§ **EXERCISE DETAILS**
For this listing, the lines between the one holding "[pin] wooden table -- one per line" and the one holding "[pin] square white plate -- one per line", inclusive, must be set down exactly.

§ **RECORDS FOR THE EXERCISE**
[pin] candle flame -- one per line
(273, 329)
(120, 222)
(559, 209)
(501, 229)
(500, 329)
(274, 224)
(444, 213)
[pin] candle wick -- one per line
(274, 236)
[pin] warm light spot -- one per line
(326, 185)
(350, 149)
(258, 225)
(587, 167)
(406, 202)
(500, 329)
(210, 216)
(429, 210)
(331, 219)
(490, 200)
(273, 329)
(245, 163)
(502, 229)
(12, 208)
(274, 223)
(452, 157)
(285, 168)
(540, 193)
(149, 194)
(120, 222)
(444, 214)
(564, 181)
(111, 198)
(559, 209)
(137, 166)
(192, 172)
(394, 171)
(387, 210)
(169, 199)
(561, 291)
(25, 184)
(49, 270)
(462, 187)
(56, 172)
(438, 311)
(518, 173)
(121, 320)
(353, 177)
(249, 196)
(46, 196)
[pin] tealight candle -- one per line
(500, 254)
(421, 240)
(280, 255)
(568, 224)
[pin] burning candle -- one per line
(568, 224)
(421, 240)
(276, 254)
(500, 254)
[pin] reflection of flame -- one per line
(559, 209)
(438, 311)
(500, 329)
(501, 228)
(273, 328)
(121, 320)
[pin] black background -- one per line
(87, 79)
==
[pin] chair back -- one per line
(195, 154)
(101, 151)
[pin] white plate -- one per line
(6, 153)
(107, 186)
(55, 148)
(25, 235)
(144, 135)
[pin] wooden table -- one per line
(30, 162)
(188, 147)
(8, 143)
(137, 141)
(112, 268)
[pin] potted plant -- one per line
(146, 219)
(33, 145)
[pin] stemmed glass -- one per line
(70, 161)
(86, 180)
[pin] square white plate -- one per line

§ **THE COMPLETED TASK**
[pin] wooden table -- one per line
(30, 162)
(188, 147)
(8, 143)
(137, 141)
(112, 268)
[pin] potted plant -- one per line
(146, 219)
(33, 145)
[pin] stemmed glass -- one per line
(70, 161)
(86, 180)
[pin] square white plate -- one per line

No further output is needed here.